▶ _Exercise brief_: Please print each record exactly, omitting none of them.

▶ _Data for analysis_:
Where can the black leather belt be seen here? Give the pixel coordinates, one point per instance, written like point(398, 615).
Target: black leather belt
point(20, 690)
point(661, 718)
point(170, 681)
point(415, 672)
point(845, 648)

▶ _Result_:
Where can the black leather belt be seen here? Give the pixel coordinates, one point per instance, written like point(398, 615).
Target: black leather belt
point(20, 690)
point(661, 718)
point(170, 681)
point(415, 672)
point(845, 648)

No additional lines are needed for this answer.